=== Reading text ===
-- -- --

How LFO made ‘LFO’ – 909originals catches up with Gez Varley


There are techno masterpieces, and then there’s LFO – LFO, which was released on 26 July 1990, and arguably sounds unlike anything recorded before or since.

The track (symbolised by the iconic Leeds Warehouse Mix) was one of the first releases on the then-fledgling Warp Records – when the purple label alone was enough to make it an essential purchase – and was the debut release from the Leeds based duo Gez Varley (aka G-Man) and Mark Bell (RIP), with a little assistance from local DJ Martin Williams.


To mark LFO‘s 30th anniversary, 909originals caught up with Gez Varley to discuss how the track came together.

“I met up with Mark in late 1988 at a ‘Photography and Graphics’ course in Leeds,” Varley explains. “I was already making music, and so was Mark, with another Leeds lad, Richard Brook – who later went on to do Wild Planet on Warp Records.

“After hearing some of their stuff, I asked Mark to start doing some music with me, and soon after Mark joined LFO, our mate Martin Williams got involved. He was a resident at the Leeds Warehouse club, and a tutor on our course.”

While Varley admits that the newly-formed group “didn’t know much about Warp” at the time, a happy accident led to the track being signed to the fledgling Sheffield label.

“We used to hang out at the Leeds Warehouse club all the time, as Martin was DJing there a lot,” he says. “The club was a huge influence for us as we played out our demos there, and heard all the early import records from Detroit and Chicago being played out.

-- -- --

=== Rows ===
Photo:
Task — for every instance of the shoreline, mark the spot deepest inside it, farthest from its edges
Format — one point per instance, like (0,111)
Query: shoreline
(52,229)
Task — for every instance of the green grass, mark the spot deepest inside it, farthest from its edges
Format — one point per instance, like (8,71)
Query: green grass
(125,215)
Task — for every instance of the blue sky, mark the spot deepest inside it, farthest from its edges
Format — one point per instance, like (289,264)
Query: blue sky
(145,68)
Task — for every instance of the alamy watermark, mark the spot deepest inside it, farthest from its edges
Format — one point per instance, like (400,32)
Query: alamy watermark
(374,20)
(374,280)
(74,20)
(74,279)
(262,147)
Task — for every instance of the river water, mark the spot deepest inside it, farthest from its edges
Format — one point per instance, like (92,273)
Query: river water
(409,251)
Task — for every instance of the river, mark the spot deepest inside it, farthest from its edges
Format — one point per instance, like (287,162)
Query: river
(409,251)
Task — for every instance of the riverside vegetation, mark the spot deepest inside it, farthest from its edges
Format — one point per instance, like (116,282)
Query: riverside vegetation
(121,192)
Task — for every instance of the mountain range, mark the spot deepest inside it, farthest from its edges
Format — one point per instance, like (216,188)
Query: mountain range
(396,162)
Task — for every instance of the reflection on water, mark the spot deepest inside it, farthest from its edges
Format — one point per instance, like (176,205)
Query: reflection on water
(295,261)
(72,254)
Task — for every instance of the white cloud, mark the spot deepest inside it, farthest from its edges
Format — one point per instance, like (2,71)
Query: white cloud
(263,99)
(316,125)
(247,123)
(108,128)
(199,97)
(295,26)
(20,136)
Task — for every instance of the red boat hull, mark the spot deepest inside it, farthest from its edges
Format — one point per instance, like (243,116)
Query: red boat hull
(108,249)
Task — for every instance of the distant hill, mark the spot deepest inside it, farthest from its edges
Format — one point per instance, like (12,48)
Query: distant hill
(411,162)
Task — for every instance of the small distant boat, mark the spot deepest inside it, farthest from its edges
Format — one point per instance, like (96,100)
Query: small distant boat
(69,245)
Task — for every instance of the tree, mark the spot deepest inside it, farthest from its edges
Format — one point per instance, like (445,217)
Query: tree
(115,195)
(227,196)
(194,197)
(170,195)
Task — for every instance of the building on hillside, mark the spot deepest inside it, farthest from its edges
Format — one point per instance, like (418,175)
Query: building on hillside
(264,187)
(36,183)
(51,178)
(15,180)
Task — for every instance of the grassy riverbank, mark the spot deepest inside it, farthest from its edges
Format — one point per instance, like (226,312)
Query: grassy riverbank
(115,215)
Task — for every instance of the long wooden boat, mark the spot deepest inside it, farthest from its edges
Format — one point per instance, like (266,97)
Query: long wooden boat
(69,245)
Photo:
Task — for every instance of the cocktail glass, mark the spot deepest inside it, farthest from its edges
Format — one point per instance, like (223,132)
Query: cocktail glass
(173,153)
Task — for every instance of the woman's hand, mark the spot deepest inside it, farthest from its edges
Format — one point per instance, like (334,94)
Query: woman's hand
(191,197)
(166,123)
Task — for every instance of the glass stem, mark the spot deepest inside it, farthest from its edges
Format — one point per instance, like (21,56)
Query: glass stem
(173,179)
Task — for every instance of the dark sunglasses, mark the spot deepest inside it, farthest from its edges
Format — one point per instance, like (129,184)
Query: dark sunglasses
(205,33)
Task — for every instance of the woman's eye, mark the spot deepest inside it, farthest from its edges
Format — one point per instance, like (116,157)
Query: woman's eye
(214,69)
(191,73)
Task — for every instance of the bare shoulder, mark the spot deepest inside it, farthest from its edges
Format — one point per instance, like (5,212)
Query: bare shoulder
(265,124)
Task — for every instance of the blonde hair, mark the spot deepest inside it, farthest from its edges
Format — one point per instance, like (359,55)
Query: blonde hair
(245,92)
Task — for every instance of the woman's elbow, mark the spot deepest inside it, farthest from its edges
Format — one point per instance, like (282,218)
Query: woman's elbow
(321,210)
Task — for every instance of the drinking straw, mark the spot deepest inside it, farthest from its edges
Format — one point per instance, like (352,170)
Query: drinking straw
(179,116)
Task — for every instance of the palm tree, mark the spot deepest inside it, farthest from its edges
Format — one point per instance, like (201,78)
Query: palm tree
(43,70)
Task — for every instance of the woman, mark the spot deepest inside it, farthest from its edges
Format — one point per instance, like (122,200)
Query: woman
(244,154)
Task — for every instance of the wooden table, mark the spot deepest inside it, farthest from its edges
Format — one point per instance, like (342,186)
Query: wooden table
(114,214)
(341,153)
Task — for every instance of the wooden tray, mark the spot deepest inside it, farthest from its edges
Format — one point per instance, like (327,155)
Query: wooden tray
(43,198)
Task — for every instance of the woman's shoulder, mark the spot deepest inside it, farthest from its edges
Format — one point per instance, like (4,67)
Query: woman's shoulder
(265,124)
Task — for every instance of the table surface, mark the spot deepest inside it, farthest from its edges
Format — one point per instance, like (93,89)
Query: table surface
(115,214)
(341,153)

-- -- --

=== What you need to do ===
A) Please list every city named in the LFO article.
B) Answer these questions from the LFO article, one answer per line:
(i) On what date was LFO released?
(ii) What course were Varley and Mark Bell on when they met?
(iii) What two roles did Martin Williams hold?

=== Results of the exercise ===
A) Leeds, Sheffield, Detroit, Chicago

B)
(i) 26 July 1990
(ii) A "Photography and Graphics" course in Leeds
(iii) He was a resident at the Leeds Warehouse club and a tutor on their course.